What is needed -
If a line of the data contains the word "knob", it is counted; report how many such lines there are and nothing else.

== Input data

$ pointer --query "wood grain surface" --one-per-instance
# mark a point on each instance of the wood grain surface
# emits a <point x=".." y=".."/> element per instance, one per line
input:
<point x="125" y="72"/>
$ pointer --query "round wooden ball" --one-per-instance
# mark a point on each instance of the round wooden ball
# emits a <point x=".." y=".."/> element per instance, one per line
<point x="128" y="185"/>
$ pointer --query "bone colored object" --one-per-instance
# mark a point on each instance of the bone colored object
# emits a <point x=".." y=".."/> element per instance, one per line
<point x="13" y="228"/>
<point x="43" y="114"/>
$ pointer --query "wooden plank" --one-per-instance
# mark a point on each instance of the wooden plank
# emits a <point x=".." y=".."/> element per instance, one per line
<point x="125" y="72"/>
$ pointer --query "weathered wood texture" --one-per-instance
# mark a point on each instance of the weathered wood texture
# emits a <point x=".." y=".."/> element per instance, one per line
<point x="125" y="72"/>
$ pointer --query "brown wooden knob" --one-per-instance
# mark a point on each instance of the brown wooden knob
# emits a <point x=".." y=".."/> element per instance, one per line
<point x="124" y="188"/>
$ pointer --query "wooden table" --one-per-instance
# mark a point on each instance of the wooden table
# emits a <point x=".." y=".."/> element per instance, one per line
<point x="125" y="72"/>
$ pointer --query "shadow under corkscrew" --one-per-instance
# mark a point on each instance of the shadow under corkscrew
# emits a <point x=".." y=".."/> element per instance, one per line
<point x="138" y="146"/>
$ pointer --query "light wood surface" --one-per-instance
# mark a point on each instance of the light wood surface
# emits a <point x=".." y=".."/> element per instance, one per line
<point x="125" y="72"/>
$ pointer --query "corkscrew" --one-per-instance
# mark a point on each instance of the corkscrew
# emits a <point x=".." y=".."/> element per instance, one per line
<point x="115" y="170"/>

====

Your solution -
2